Unerfindliche Überlegungen der Regierungsparteien walten bei diesem ganzen Problem. Gestern haben wir eine gemeinsame Sitzung des Jugendausschusses mit leitenden Männern und Frauen der Jugendarbeit gehabt, auf der eindeutig und mit allem Nachdruck die wissenschaftliche Forschung für die Lösung der kommenden Aufgaben der außerschulischen Jugendarbeit gefordert wurde. Sie sei das A und O der richtigen Bewältigung der Probleme, die anstehen und die noch auf uns zukommen; Herr Bundesminister Schröder hat sie ja schon in etwa skizziert.

===

* **Kurze Aufgabe 1**: Suche aus der Liste jede Zeile heraus, in der das Wort „black“ vorkommt, und gib diese Zeilen unverändert wieder.
Der Text und die Liste stammen aus verschiedenen Quellen.

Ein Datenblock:
===

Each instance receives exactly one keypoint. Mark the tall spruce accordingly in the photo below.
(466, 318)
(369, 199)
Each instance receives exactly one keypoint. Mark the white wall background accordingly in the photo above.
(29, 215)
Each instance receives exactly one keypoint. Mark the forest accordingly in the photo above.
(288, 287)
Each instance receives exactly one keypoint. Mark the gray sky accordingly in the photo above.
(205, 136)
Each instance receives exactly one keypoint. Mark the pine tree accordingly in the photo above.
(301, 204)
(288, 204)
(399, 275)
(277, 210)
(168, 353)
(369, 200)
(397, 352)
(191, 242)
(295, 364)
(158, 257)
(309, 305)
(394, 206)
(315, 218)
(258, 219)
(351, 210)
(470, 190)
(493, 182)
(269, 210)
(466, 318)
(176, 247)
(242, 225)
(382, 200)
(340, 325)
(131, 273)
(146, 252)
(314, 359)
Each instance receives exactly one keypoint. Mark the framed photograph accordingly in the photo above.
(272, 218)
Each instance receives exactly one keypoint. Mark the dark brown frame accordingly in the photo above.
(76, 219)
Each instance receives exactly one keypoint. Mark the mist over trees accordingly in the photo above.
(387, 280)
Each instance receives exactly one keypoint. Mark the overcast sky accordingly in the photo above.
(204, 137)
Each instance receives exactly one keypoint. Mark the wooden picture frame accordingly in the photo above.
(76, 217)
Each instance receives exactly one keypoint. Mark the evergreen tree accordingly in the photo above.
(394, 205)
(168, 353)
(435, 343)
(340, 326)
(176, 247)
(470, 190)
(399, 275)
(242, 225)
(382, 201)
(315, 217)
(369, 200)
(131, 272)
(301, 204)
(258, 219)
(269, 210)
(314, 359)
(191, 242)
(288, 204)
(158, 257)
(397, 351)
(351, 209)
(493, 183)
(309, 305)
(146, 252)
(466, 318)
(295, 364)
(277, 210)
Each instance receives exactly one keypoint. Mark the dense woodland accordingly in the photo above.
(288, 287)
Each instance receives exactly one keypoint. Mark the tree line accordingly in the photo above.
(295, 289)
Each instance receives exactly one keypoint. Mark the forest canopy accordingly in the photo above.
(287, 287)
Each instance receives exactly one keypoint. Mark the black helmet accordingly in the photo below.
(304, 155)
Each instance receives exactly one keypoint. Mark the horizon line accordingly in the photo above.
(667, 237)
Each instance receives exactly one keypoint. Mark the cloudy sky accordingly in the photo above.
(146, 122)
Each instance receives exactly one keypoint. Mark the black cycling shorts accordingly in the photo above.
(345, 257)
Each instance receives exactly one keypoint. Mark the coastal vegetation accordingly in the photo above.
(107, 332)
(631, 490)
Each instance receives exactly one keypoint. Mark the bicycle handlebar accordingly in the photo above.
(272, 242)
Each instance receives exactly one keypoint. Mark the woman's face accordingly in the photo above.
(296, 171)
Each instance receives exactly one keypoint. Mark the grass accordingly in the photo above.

===

* **Kurze Aufgabe 2**: Führe den Redeauszug über die Forderung nach wissenschaftlicher Forschung für die Jugendarbeit im Anschluss an seinen letzten Satz weiter.

* **Schriftliche Antwort 1**:
Each instance receives exactly one keypoint. Mark the black helmet accordingly in the photo below.
Each instance receives exactly one keypoint. Mark the black cycling shorts accordingly in the photo above.

* **Schriftliche Antwort 2**:
Wir wissen also gar nicht, was die Ursache sein kann, daß Sie auf diese sogenannte kleine — qualitativ kleine — Lösung zusteuern wollen. Wir fragen uns und fragen Sie als Regierung und Regierungsparteien, ob Sie etwa die Absicht haben — so schien es uns in den letzten Tagen fast —, statt einer wirksamen Dotierung dieses Institutes namhafte Beträge für Forschungsarbeit innerhalb weltanschaulich gebundener oder gar politischer Organisationen aufzuwenden? Ich komme auch deshalb darauf, weil der Kollege Dr. Graf abwertend gesagt hat, daß die Antragsteller ein „staatlich autorisiertes" Institut haben möchten. Um keine Mißverständnisse auftreten zu lassen, möchte ich sagen, daß wir unter einem „staatlich autorisierten" kein „staatlich gelenktes" Institut verstehen, sondern ein Institut, das durch Staatsmittel materiell unabhängig gemacht wird und dieselbe Autonomie hat, wie sie etwa Hochschulen haben. Man hat bereits gesagt, man könne auch weltanschaulich gebundene Einrichtungen mit Forschungsmitteln unterstützen oder müsse das sogar tun, weil die Wissenschaft sowieso nie völlig unabhängig, sondern immer irgendwie gebunden sei. Das ist eine sehr fadenscheinige Begründung, und ich finde, daß dieser Weg — das aufzuzeigen fühlen wir uns verpflichtet — sehr gefährlich ist. Würde diese Begriffsbestimmung der ungebundenen oder der gebundenen Wissenschaft einmal einreißen und damit eine völlige Verbiegung von Begriffen wie „frei" und „unabhängig" eintreten, dann wüßten wir nicht, wohin der Weg einmal führen könnte.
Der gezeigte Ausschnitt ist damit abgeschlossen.